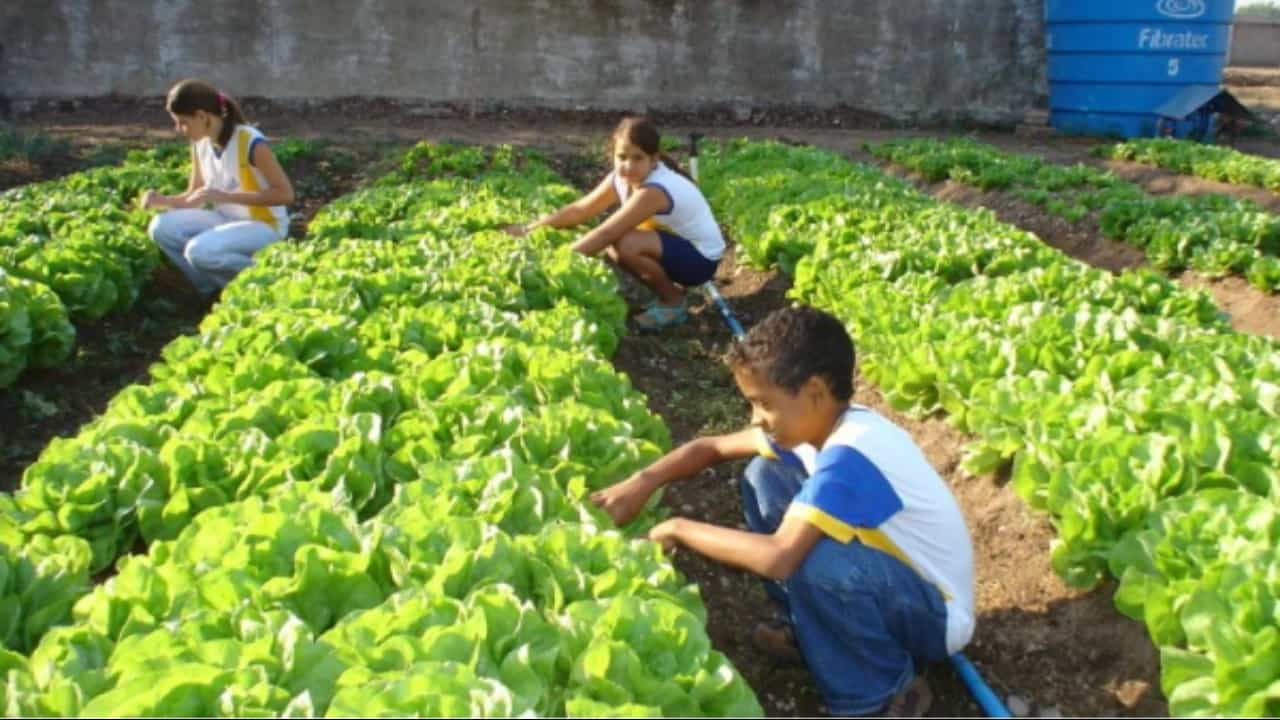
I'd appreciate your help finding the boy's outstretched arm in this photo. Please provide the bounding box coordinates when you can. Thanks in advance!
[649,515,822,580]
[591,428,759,525]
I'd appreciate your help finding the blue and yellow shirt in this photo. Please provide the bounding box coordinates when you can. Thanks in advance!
[760,405,974,652]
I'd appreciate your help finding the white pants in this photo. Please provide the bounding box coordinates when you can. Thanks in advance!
[148,210,283,295]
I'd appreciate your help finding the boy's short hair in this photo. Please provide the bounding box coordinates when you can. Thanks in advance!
[724,305,855,402]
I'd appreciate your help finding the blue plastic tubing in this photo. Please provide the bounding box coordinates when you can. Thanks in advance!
[951,652,1012,717]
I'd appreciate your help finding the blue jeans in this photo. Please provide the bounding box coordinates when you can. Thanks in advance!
[148,209,283,296]
[739,457,947,715]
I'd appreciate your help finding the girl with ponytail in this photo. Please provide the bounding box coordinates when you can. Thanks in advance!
[142,79,293,299]
[507,117,724,331]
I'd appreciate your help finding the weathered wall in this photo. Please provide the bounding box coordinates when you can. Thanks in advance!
[0,0,1044,120]
[1229,15,1280,68]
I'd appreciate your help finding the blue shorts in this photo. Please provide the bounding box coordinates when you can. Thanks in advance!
[658,231,719,287]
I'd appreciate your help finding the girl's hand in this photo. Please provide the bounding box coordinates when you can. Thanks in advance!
[187,187,227,208]
[138,190,165,210]
[649,518,685,552]
[590,474,654,525]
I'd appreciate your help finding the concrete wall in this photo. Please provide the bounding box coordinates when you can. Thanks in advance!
[1228,15,1280,68]
[0,0,1046,120]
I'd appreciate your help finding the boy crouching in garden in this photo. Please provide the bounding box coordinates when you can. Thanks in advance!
[591,302,974,716]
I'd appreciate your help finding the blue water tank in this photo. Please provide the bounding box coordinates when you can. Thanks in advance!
[1044,0,1235,137]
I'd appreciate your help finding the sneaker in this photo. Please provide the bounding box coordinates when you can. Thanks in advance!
[751,619,804,665]
[882,675,933,717]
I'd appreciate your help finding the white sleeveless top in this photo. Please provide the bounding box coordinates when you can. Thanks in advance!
[196,124,289,237]
[611,161,724,260]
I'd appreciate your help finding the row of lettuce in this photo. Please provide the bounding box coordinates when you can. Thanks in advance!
[704,141,1280,716]
[0,145,760,716]
[0,146,186,387]
[1094,137,1280,192]
[870,138,1280,292]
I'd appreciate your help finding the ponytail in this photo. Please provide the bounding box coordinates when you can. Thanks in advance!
[165,79,248,147]
[609,115,694,179]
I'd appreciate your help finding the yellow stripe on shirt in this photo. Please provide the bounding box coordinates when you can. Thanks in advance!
[787,502,951,601]
[237,132,280,231]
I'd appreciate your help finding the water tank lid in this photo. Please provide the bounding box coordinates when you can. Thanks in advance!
[1156,85,1253,120]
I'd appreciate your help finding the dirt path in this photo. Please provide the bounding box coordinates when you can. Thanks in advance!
[865,167,1280,337]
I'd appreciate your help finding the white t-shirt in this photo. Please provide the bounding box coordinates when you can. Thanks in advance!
[196,124,289,237]
[760,405,975,653]
[611,161,724,260]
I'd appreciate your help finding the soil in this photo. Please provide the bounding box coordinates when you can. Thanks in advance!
[884,160,1280,337]
[0,99,1277,716]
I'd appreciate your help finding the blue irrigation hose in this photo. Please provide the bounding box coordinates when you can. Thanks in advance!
[689,132,746,342]
[703,281,746,342]
[951,652,1012,717]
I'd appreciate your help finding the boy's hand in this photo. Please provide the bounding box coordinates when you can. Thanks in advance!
[649,518,685,552]
[591,473,657,525]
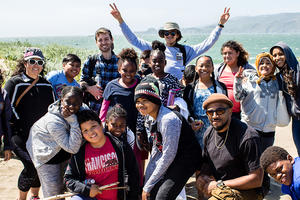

• **Problem statement**
Starting with the line that contains "I'd appreciate your help finding the row" and going on through the last of the entries, output each line as a row of a Markdown table with the columns "No." and "Text", numbering the rows in order. Leave out blank lines and pictures.

• **Output of the exercise**
| No. | Text |
|---|---|
| 1 | I'd appreciate your help finding the row of lettuce in this photo. Please provide the bounding box coordinates when you can. Thanks in advance! |
| 2 | [704,141,1280,716] |
| 3 | [0,145,760,716] |
| 4 | [0,146,186,387] |
| 5 | [1094,137,1280,192] |
| 6 | [870,138,1280,292] |
| 7 | I'd appreciate your help finding the ponytail in this photo. Please provide the bounding box coordinates when you can. Thanks in advance! |
| 8 | [165,79,248,147] |
| 9 | [609,115,694,179] |
| 10 | I'd appreciate your help finding the yellow stripe on shirt in this photo. Please provide the bounding box coordinates when you can. Thanks in advance! |
| 11 | [787,502,951,601] |
| 12 | [237,132,280,231] |
| 13 | I'd appreciate your help finding the water tank lid in this photo. Please provide the bounding box coordinates when you can. Thanks in advance! |
| 14 | [1156,85,1253,120] |
| 15 | I'd appreciate your help finding the dirt path in this photo. Please provide the bounding box coordinates when you can. Thanks in advance! |
| 16 | [865,167,1280,337] |
| 17 | I'd appreciate your help finding the white t-shirt in this photo. Please provide the bounding box coordinates when you can. Thanks in advance! |
| 18 | [196,124,289,237] |
| 19 | [760,405,975,653] |
| 20 | [611,161,724,260] |
| 21 | I'd appreciate your help finding the soil in this photo. Please provide the bounding box coordinates when you can. Thanks in advance! |
| 22 | [884,160,1280,337] |
| 23 | [0,99,1277,716] |
| 24 | I'd appreciate your help finding the blue irrigation hose in this photo. Please provide the bounding box coordinates when you can. Thanks in advance! |
| 25 | [689,132,746,342] |
| 26 | [703,281,746,342] |
| 27 | [951,652,1012,717] |
| 28 | I'd appreciate your help finding the boy's hand in this photo. Please provide the bounding box coordinates when you can. Thanks in advance! |
| 29 | [649,518,685,552] |
| 30 | [591,473,657,525] |